> _The task_: Output the data verbatim, minus the images.

──────── Exercise input ────────

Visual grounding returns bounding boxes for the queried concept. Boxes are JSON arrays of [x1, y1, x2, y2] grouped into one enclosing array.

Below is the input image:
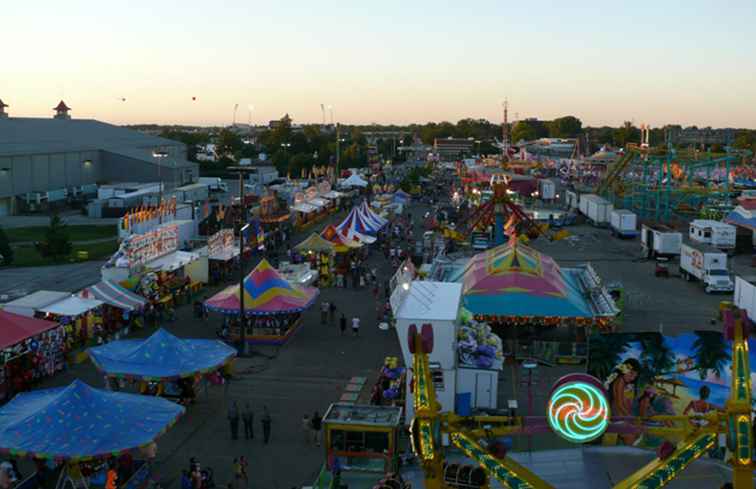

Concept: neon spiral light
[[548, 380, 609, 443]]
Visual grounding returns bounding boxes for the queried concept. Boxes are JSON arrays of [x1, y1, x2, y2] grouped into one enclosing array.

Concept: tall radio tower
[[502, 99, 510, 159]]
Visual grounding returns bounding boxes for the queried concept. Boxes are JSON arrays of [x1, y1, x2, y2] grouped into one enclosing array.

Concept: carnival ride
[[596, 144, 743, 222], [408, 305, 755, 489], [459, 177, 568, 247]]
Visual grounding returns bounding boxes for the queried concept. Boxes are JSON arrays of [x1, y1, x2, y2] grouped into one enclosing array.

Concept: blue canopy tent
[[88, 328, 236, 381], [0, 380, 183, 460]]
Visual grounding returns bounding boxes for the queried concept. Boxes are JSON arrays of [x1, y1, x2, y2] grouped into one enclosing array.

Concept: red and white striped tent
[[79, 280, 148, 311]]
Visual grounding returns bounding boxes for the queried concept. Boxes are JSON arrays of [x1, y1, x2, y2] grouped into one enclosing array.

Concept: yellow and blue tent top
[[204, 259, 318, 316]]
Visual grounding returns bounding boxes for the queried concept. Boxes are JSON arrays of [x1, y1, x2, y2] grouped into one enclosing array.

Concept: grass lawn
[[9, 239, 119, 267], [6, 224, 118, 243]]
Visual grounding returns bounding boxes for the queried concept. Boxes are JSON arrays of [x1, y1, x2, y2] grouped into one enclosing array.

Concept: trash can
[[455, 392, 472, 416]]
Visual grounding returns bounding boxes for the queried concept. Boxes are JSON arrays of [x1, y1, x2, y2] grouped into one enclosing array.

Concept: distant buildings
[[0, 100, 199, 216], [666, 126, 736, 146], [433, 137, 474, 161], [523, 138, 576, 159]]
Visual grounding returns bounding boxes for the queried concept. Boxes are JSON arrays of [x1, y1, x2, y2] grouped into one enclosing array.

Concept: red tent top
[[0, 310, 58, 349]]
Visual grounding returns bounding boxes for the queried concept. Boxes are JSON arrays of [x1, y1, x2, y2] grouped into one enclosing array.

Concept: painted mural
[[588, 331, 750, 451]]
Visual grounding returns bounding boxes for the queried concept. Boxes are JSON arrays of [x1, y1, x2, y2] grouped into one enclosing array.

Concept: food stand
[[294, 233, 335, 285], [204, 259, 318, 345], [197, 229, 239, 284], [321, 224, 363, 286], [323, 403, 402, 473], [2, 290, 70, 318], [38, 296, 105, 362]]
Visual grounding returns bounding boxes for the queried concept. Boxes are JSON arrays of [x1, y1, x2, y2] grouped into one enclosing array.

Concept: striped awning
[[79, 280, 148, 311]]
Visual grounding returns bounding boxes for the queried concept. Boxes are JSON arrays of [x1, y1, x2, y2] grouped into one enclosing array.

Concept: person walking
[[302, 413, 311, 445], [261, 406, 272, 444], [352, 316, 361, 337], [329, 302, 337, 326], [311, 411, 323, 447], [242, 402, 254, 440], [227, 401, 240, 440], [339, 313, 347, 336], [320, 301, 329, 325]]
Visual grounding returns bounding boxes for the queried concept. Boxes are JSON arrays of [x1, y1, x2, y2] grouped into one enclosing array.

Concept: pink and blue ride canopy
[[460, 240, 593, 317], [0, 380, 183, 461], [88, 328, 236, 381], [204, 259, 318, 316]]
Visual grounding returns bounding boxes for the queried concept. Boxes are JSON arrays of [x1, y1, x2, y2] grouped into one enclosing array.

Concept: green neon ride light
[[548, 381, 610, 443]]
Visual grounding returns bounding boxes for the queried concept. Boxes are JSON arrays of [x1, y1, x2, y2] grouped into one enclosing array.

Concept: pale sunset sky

────────

> _Answer_:
Visual grounding returns bounding boxes for the queried concept. Boxes are JSON arrays of [x1, y1, x2, y2] grouped into one enclosing array.

Below is the input image:

Concept: neon spiral light
[[548, 380, 609, 443]]
Visual grounding returns bounding boxes for the queried concept. Boxes are JSON arrays of [x1, y1, x2, y2] grouped into one enclosing array.

Concept: tall radio tower
[[502, 99, 510, 159]]
Visual grounding returns bounding boxes for the queried concept. Boxes are JSON arrays of [x1, y1, x2, y2] grouped into one enclosing array.

Concept: carnival ride
[[596, 144, 743, 222], [408, 305, 755, 489], [459, 177, 568, 247]]
Visual grounding returns bounding boxes for the queried concept. Boxes are JSON arrays of [x1, y1, x2, y2] grouped into one enclosing array.

Concept: blue canopy tent
[[88, 328, 236, 381], [0, 380, 183, 460]]
Visual grounding returns bounding boxes for the queried concept. Boxes are JSON arrays of [x1, y1, x2, y2] grouped into one enclosing array.

Concept: red and white striped tent
[[79, 280, 148, 311]]
Visual grounding returns bounding boxes for the queried concept. Boxes are JSON arrays of [x1, y1, x2, y2] grouped into one enclosing array.

Concept: yellow and blue tent top
[[204, 259, 318, 316]]
Visual grounding returns bounding boxes for the queried concept. Boxes are JSON arrays of [x1, y1, x2, y2] grouped into one enclosing array.

Concept: grass lawn
[[9, 239, 119, 267], [6, 224, 118, 243]]
Visual grounding returns bounding boxes for the queried concept. Boxes are JSON arrays of [x1, y1, x2, y2] grouped into one enclosing array.

Concept: trash can
[[455, 392, 472, 416]]
Visual grounding returns bounding boxes for the queried concept. Boxes are JSON arrays of [x1, y1, x2, y2] grouped into one enclosing array.

Concept: distant buildings
[[0, 100, 199, 216], [666, 126, 736, 146], [433, 137, 474, 161], [523, 138, 576, 159]]
Visual grounding returns bounding boxes for the queried concept. Boxes are JSON arrays of [x1, y1, x2, y2] grouped into one enclosing array.

Concept: red tent top
[[0, 310, 58, 349]]
Visual grounding returns bounding boxes for the queried concept. Boxes are JSON arrays of [x1, y1, x2, y2] grouped into one enclosing array.

Concept: painted mural
[[588, 331, 750, 451]]
Visual grounding returns bounding boxes for the queried concept. Boxes are JSON arrays of [x1, y1, x2, y2] grouped into one enclosing array.

Concept: food stand
[[294, 233, 335, 285], [204, 259, 318, 345], [197, 229, 239, 284], [321, 224, 363, 286], [323, 403, 402, 473], [2, 290, 70, 318], [38, 296, 105, 362]]
Visual grounding returns bounding boxes for the queried concept. Boxes are JSON arrays of [x1, y1, x2, y2] grouped into one enclosing array.

Concept: striped awning
[[79, 280, 148, 311]]
Visual grounding returns bounding boxes for the queried concept. Boxes are JSON arrays of [x1, y1, x2, y2] grouped into one enclosing array.

Concept: person walking
[[302, 413, 311, 445], [261, 406, 272, 444], [352, 316, 361, 337], [329, 302, 337, 326], [311, 411, 323, 447], [242, 402, 254, 440], [227, 401, 240, 440], [339, 313, 347, 336], [320, 301, 329, 325]]
Visual grounding returns bounding boxes for the queried concept. Boxes are JSON arrays of [x1, y1, x2, y2] grouped into one enclosing array.

Concept: pink and blue ride canopy
[[460, 240, 593, 317], [0, 380, 183, 461], [88, 328, 236, 381], [204, 259, 318, 316]]
Visual grounding returns bounding boxes for the queried concept. Boxes are JSON arrays of [x1, y1, x2, y2] grouped into one enclosing array.

Concept: green neon ride light
[[548, 381, 610, 443]]
Visual grounding returns bounding boxes for the queried concept. Boxes are JSON arrays of [x1, y1, x2, y2] grouped into one enclosing array.

Concept: pale sunset sky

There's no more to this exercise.